WORK INSTRUCTIONS =
[1] According to the HTTP post, roughly how many simultaneous connections does HTTP1 create to fetch resources?
[2] From the HTTP post, copy out the part that opens with the words containing "Clearly identify any" and closes with "EDIT (30-11-2015)", switching "major browsers" to "modern browsers".

SOURCE DOCUMENT =
>> Start

HTTP is a bit more efficient than FTP, but the principle is the same.
What is important is the initial page load, which needs to be small enough to show some content to the user, then load additional assets outside of the user's view. A page with a thousand tiny images will benefit from a sprite always because the negotiations would not only cause strain to the connection, but also potentially the client computer.

EDIT 2 (25-08-2017)
Another update here; Some time has passed and HTTP2 is (becoming) a real thing. I suggest reading this page for more information about it.
Taken from the second link (at the time of this edit):
It is expected that HTTP/2.0 will:
Substantially and measurably improve end-user perceived latency in
most cases, over HTTP/1.1 using TCP. Address the "head of line
blocking" problem in HTTP.
Not require multiple connections to a server to enable parallelism,
thus improving its use of TCP, especially regarding congestion
control.
Retain the semantics of HTTP/1.1, leveraging existing documentation
(see above), including (but not limited to) HTTP methods, status
codes, URIs, and where appropriate, header fields.
Clearly define how HTTP/2.0 interacts with HTTP/1.x, especially in
intermediaries (both 2->1 and 1->2).
Clearly identify any new extensibility points and policy for their
appropriate use.
The bold sentence (emphasis mine) explains how HTTP2 will handle requests differently from HTTP1. Whereas HTTP1 will create ~8 (differs per browser) simultaneous (or "parallel") connections to fetch as much resources as possible, HTTP2 will re-use the same connection. This reduces overall time and network latency required to create a new connection which in turn, speeds up asset delivery. Additionally, your webserver will also have an easier time keeping ~8 times less connections open. Imagine the gains there :)
HTTP2 is also already quite widely supported in major browsers, caniuse has a table for it :)
EDIT (30-11-2015)
I've recently found this article on the topic 'page speed'. this post is very thorough and it's an interesting read at worst so I'd definitely give it a shot.
Original
There are too many answers to this question but here's my 2cents.
If you want to build a website you'll need few basic things in your tool belt like HTML, CSS, JS - maybe even PHP / Rails / Django (or one of the 10000+ other web frameworks) and MySQL.
The front-end part is basically all that gets sent to the client every request. The server-sided language calculates what needs to be sent which is how you build your website.
Now when it comes to managing assets (images, CSS, JS) you're diving into HTTP land since you'll want to do as few requests as possible. The reason for this is that there is a DNS penalty.
This DNS penalty however does not dictate your entire website of course. It's all about the balance between amount of requests and read- / maintainability for the programmers building the website.
Some frameworks like rails allow you to combine all your JS and CSS files into a big meta-like JS and CSS file before you deploy your application on your server. This ensures that (unless done otherwise) for instance ALL the JS and ALL the CSS used in the website get sent in one request per file.

>> End

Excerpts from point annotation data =
>> Start

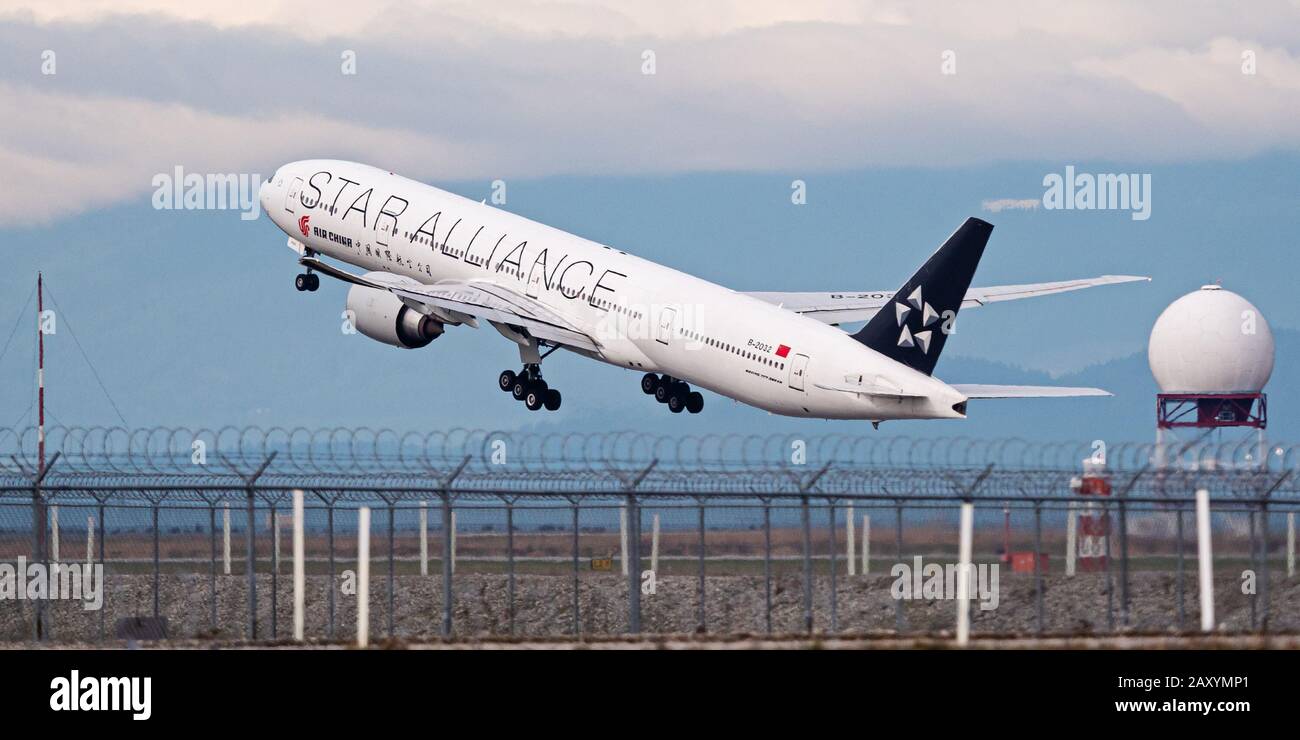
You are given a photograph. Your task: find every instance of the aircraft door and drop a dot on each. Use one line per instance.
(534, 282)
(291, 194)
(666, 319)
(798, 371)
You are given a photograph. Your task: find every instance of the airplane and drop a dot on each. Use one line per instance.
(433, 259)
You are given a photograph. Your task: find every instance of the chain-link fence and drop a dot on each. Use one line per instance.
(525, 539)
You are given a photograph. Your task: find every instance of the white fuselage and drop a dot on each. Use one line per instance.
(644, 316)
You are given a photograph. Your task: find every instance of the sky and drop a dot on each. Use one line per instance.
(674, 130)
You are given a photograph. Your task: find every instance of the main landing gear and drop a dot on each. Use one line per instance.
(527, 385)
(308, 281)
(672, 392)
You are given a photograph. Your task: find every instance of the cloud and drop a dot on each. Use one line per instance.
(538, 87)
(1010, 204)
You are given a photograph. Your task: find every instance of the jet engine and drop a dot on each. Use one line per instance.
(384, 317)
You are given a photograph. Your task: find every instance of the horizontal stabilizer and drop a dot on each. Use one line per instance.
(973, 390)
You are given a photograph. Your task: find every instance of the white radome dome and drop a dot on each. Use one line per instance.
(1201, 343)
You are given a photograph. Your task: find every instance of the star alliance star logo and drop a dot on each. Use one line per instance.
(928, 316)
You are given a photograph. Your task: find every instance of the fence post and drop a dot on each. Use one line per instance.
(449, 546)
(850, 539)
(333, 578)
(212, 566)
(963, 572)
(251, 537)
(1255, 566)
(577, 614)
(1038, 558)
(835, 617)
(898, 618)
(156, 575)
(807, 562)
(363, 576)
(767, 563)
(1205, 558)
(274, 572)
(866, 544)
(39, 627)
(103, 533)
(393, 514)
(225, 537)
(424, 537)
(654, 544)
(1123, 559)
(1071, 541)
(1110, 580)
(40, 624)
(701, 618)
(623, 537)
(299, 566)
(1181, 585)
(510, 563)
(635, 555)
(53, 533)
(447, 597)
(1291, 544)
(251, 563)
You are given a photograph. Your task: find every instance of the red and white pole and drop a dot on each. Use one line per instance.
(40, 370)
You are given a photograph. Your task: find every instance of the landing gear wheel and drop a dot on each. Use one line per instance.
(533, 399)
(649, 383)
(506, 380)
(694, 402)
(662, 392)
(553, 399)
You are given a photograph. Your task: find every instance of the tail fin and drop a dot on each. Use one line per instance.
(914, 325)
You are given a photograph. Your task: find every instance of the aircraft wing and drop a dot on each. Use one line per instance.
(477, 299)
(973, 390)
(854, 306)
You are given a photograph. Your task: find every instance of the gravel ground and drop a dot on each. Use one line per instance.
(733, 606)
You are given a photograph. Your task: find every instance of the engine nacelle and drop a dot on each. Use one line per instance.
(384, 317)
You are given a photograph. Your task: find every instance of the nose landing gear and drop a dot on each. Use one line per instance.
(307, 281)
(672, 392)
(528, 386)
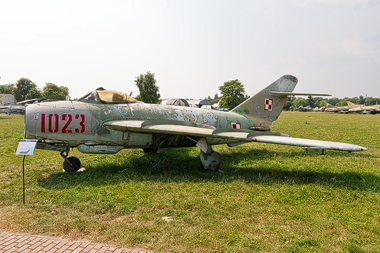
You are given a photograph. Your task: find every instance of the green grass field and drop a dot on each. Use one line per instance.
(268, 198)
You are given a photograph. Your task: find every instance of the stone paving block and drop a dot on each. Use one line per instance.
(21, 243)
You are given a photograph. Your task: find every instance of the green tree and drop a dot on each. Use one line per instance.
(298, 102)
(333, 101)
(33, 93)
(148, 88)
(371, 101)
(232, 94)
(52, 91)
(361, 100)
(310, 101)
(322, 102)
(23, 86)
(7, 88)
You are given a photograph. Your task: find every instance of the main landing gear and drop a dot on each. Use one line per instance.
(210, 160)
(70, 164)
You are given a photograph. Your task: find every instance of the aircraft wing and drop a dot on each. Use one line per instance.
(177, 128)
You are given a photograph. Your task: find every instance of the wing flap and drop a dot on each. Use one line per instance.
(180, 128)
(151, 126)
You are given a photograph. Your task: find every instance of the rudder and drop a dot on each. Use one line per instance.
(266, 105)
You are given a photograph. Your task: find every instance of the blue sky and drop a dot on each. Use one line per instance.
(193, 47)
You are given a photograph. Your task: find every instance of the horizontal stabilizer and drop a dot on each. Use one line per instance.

>> End

OUTPUTS IN ORDER =
[1] About 8, though the number differs per browser.

[2]
Clearly identify any new extensibility points and policy for their
appropriate use.
The bold sentence (emphasis mine) explains how HTTP2 will handle requests differently from HTTP1. Whereas HTTP1 will create ~8 (differs per browser) simultaneous (or "parallel") connections to fetch as much resources as possible, HTTP2 will re-use the same connection. This reduces overall time and network latency required to create a new connection which in turn, speeds up asset delivery. Additionally, your webserver will also have an easier time keeping ~8 times less connections open. Imagine the gains there :)
HTTP2 is also already quite widely supported in modern browsers, caniuse has a table for it :)
EDIT (30-11-2015)